● Input:
══════════════════════════════

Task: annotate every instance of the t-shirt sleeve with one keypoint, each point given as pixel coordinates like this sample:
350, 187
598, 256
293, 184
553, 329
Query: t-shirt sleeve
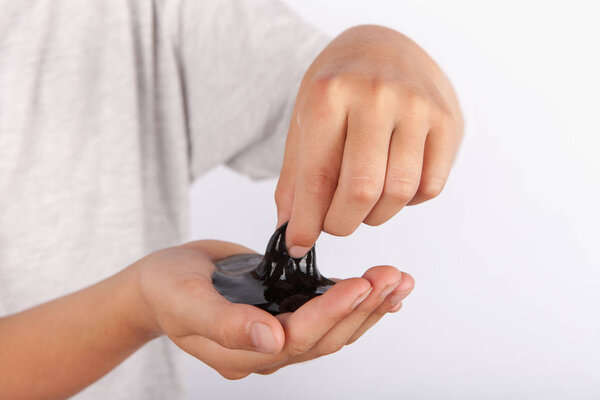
242, 63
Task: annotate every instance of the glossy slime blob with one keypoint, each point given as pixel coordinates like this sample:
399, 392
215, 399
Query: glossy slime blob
275, 282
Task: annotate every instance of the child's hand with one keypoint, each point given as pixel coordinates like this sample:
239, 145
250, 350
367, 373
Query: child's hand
376, 127
239, 339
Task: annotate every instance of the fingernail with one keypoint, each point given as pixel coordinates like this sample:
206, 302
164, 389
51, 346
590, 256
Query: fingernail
262, 338
388, 289
361, 298
298, 251
397, 298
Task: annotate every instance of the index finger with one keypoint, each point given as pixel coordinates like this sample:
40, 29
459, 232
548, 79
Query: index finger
322, 130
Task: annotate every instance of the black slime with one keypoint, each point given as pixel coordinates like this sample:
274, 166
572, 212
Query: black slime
275, 282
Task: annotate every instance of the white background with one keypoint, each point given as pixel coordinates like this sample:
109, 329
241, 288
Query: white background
506, 260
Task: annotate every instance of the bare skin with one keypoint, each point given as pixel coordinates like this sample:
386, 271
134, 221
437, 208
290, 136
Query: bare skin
376, 127
54, 350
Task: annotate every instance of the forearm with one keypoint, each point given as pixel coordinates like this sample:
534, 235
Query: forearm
58, 348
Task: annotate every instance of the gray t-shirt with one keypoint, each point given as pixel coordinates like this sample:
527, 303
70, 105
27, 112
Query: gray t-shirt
108, 110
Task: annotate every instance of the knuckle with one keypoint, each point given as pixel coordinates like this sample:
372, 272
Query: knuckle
220, 333
431, 187
363, 190
282, 192
299, 347
400, 189
327, 348
232, 375
320, 184
336, 230
323, 93
416, 102
383, 93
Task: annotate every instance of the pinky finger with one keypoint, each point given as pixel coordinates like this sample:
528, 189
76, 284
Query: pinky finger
392, 303
440, 149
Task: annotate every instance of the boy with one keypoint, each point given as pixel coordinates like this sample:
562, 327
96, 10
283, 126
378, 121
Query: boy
109, 109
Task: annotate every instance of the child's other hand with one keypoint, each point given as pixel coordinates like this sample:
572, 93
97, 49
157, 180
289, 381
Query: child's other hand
376, 127
238, 339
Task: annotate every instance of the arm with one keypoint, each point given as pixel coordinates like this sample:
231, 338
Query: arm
376, 126
58, 348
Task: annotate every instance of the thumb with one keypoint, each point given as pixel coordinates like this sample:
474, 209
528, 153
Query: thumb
236, 326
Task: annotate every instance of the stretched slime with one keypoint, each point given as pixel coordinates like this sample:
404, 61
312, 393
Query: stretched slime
275, 282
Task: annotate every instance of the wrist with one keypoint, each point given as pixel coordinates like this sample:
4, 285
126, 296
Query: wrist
131, 308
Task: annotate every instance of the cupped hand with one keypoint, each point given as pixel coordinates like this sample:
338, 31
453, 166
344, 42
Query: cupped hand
376, 126
238, 339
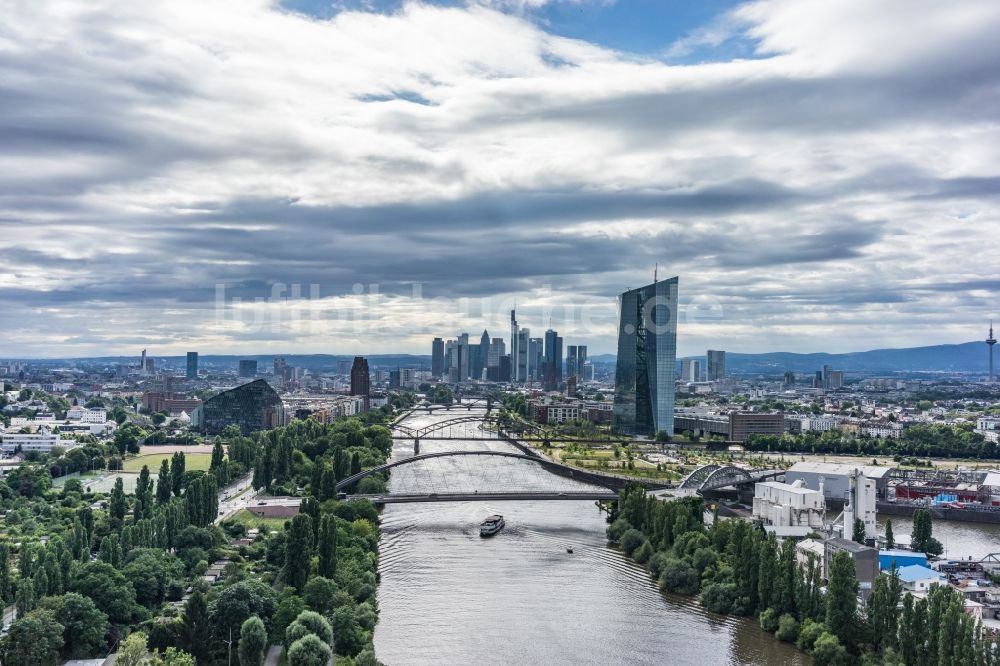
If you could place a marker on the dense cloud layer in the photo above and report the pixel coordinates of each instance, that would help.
(165, 164)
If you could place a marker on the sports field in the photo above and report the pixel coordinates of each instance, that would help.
(192, 461)
(104, 483)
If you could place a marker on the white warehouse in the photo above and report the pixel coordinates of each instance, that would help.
(788, 509)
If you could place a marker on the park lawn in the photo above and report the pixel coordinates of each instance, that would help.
(248, 520)
(192, 461)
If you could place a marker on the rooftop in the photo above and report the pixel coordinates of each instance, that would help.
(871, 471)
(915, 572)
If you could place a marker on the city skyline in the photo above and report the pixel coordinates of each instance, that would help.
(822, 180)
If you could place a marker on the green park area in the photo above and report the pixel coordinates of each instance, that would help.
(192, 461)
(250, 520)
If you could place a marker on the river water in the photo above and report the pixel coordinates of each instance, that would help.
(447, 596)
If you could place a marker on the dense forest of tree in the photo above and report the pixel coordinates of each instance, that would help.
(131, 567)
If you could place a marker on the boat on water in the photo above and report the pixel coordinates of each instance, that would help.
(491, 525)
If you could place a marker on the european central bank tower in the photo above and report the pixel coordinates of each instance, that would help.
(647, 357)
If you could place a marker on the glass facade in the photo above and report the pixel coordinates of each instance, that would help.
(252, 407)
(647, 357)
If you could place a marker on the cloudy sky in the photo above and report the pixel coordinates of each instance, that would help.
(237, 176)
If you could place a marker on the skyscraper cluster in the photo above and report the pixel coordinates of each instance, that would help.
(528, 360)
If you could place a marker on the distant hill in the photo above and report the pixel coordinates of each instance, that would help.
(964, 357)
(967, 357)
(315, 362)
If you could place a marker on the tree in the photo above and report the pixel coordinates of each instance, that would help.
(679, 577)
(842, 598)
(309, 651)
(253, 642)
(6, 585)
(320, 594)
(218, 455)
(828, 651)
(921, 539)
(171, 657)
(177, 473)
(311, 622)
(164, 484)
(289, 607)
(197, 631)
(109, 590)
(143, 488)
(631, 540)
(132, 650)
(84, 624)
(348, 636)
(119, 505)
(25, 599)
(33, 640)
(150, 570)
(859, 531)
(327, 484)
(237, 603)
(327, 546)
(298, 552)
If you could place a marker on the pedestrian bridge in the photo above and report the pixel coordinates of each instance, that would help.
(483, 475)
(716, 477)
(485, 427)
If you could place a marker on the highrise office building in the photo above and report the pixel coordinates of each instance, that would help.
(552, 369)
(251, 407)
(515, 338)
(503, 370)
(360, 379)
(484, 355)
(536, 358)
(990, 341)
(437, 357)
(462, 362)
(493, 361)
(282, 371)
(192, 369)
(716, 365)
(571, 366)
(450, 355)
(647, 358)
(523, 367)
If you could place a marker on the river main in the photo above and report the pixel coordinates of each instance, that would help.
(447, 596)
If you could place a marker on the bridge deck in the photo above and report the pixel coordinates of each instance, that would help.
(490, 497)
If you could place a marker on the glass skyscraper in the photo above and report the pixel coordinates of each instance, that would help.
(252, 407)
(647, 357)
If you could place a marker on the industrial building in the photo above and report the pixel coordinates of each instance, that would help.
(788, 509)
(865, 562)
(835, 478)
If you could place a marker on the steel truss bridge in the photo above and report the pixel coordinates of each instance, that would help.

══════════════════════════════

Give back every record above word for word, dropping pictures.

● Solution to the problem:
Task: annotate every instance of the t-shirt sleeve with one keypoint, each point given as pixel coordinates like this sample:
350, 187
598, 256
293, 184
553, 329
Query: t-shirt sleeve
242, 63
Task: annotate every instance of the glossy slime blob with one keypoint, each point given as pixel coordinates like this sample:
399, 392
215, 399
Query: glossy slime blob
275, 282
Task: annotate every instance of the child's hand with one keypoint, each point given as pixel coordinates like this sample:
239, 145
250, 350
367, 373
Query: child's hand
376, 127
239, 339
Task: annotate every instance of the fingernail with one keypoint, each point given as pixel coordinates like this sample:
206, 302
164, 389
51, 346
590, 256
Query: fingernail
262, 338
388, 289
361, 298
298, 251
397, 298
Task: annotate every instance of the index finger with one keypoint, each point given as pixel coordinates like this sample:
40, 29
459, 232
548, 79
Query: index finger
322, 130
Task: annotate every instance of the black slime with one keypoint, each point given as pixel coordinates like this sample:
274, 166
572, 212
Query: black slime
275, 282
Task: annotate every instance of the white background with one keypoint, each point given as pixel coordinates like this sample:
109, 329
241, 288
Query: white background
506, 260
Task: annotate every instance of the bare skin with one keypoint, each point given as pixel coordinates like this sample:
386, 271
134, 221
437, 208
290, 136
Query: bare skin
376, 127
54, 350
Task: annotate every instance of the forearm with one keypoint, each point given as pixel coordinates like this sample:
534, 235
Query: forearm
58, 348
Task: annotate every instance of the gray t-shirt with one keypoint, each point given as pixel coordinates like this sample:
527, 303
70, 105
27, 112
Query: gray t-shirt
108, 110
Task: annotate every instance of the knuckle with one keypoint, each point given as pixel coordinates like this sample:
372, 272
Query: knuckle
220, 333
431, 187
363, 190
282, 192
299, 347
400, 189
327, 348
232, 375
320, 184
336, 230
323, 93
416, 102
383, 93
Task: annotate every instance of the pinky finger with one keypoint, each point given as pixel coordinates like this sample:
528, 189
76, 284
Query: pinky finger
392, 303
440, 149
Task: annotate every instance of the boy with one keypoint, each point given as pixel coordinates like this sample:
562, 327
96, 10
283, 126
378, 121
Query: boy
109, 109
Task: annotate every instance of the child's other hand with one keypoint, each point given as pixel coordinates like this sample:
572, 93
97, 49
157, 180
289, 381
Query: child's other hand
376, 127
238, 339
Task: annotate every instance of the arm with one keypoint, each point given as pixel coordinates like this sample:
231, 338
Query: arm
376, 126
58, 348
Task: annotate every instance of the thumb with one keypoint, each point given as pixel coordinates like this sample:
474, 209
528, 153
Query: thumb
236, 326
Task: annotate every instance of the stretched slime with one keypoint, each point given as pixel coordinates like this sample:
404, 61
312, 393
Query: stretched slime
275, 282
Task: annotate every instance of the wrist with one keypoint, each point given as pixel coordinates like this sample:
4, 285
126, 296
Query: wrist
131, 308
Task: annotate every instance of the cupped hand with one keypoint, each point given as pixel coordinates like this sample:
338, 31
453, 166
344, 42
Query: cupped hand
376, 126
238, 339
If you could place a marker on the dense cloud layer in the photo above and report the pixel coordinates of each instance, that would help.
(165, 164)
If you could place a marker on the sports field in the photo above and report the pixel coordinates of each instance, that would help.
(192, 461)
(104, 483)
If you could place a marker on the white warehouse in the photo above and report the pixel coordinates of each instance, that would help.
(788, 509)
If you could place a marker on the park lawn in the photo above and report the pixel coordinates of each instance, that would help.
(248, 520)
(192, 461)
If you could place a marker on the rooftop in the photo above and report the pixel coordinates of each instance, that would help.
(871, 471)
(915, 572)
If you could place a marker on the city skyline in the photo above and report the pixel coordinates of each instance, that would help.
(822, 180)
If you could place a marker on the green park area in the photo above and report the pixel coordinates of each instance, that would help.
(192, 461)
(250, 520)
If you could place a marker on the river water in the photo above and report the pixel coordinates of each instance, that would help.
(447, 596)
If you could place a marker on the dense forest of tree in the photo above and report the pixel coordinates of each instance, that would help.
(131, 567)
If you could place a marker on the boat on water in the photo above and report the pixel coordinates of each instance, that would help.
(491, 525)
If you could place a marker on the european central bank tower in the photo above and report the pixel coordinates of each instance, that would help.
(647, 357)
If you could place a marker on the glass facade in the photo above and report the pixel coordinates of each instance, that would help.
(252, 407)
(647, 357)
If you could place a marker on the cloudy sky in the photo above and report the pixel coordinates of each instance, that would help.
(237, 176)
If you could place a marker on the skyscraper cluster in the photo above and report the pixel coordinates of each instance, that would help.
(528, 360)
If you could place a marker on the distant hill in the photo above and report the pixel coordinates of each instance, that would help.
(964, 357)
(967, 357)
(315, 362)
If you could place a marker on the tree in the photo above and report the pixel coordinates of each instance, that would help.
(679, 577)
(842, 598)
(309, 651)
(253, 642)
(6, 585)
(320, 594)
(218, 455)
(828, 651)
(921, 539)
(171, 657)
(177, 473)
(311, 622)
(164, 484)
(289, 607)
(197, 631)
(109, 590)
(143, 488)
(631, 540)
(132, 650)
(84, 624)
(348, 636)
(119, 505)
(25, 599)
(33, 640)
(150, 570)
(859, 531)
(327, 484)
(237, 603)
(327, 546)
(298, 552)
If you could place a marker on the pedestrian bridge in the photo above and report the pixel coordinates of each instance, that would help.
(483, 475)
(716, 477)
(485, 427)
If you could place a marker on the highrise office building in the photo above and report the pixel coordinates of each instance, that would help.
(552, 369)
(251, 407)
(515, 338)
(503, 370)
(360, 379)
(484, 355)
(536, 358)
(990, 341)
(437, 357)
(462, 362)
(493, 361)
(282, 371)
(192, 369)
(716, 365)
(571, 366)
(450, 355)
(647, 358)
(523, 367)
If you could place a marker on the river main in the photo above and report the pixel coordinates of each instance, that would help.
(447, 596)
If you could place a marker on the bridge deck in the photo above and report the pixel coordinates of each instance, that would help.
(490, 497)
If you could place a marker on the glass skyscraper in the photo above and report the pixel coordinates of each instance, that would help.
(252, 407)
(647, 357)
If you could place a marker on the industrial building in the photo above and report the pixel coordinates of each instance, that would help.
(788, 509)
(865, 562)
(835, 478)
If you could place a marker on the steel truss bridge in the photo above and report the pixel coordinates of each instance, that would help.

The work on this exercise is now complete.